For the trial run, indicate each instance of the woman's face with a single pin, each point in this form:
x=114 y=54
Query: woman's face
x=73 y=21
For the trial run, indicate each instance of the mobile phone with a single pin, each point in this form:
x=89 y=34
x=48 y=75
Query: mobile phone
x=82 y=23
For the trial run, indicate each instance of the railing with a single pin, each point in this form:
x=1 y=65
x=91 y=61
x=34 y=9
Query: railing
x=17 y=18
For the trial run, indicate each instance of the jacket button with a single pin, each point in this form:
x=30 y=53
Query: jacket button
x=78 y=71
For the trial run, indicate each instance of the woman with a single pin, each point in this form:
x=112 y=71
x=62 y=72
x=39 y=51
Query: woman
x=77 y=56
• • • • • • •
--- Problem description ---
Output every line from the one containing "For the trial run, indicate each instance of the jacket" through the last line of the records, inclusive, as a JSON list of strings with one string per line and blank lines omitted.

--- Correct output ---
[
  "For the trial run, indicate each instance of the jacket button with a single pin, each point in this form:",
  "x=30 y=53",
  "Query: jacket button",
  "x=78 y=71",
  "For the trial run, indicate each instance of the woman with a single pin, each point in this form:",
  "x=112 y=71",
  "x=62 y=72",
  "x=39 y=51",
  "Query: woman",
  "x=77 y=56"
]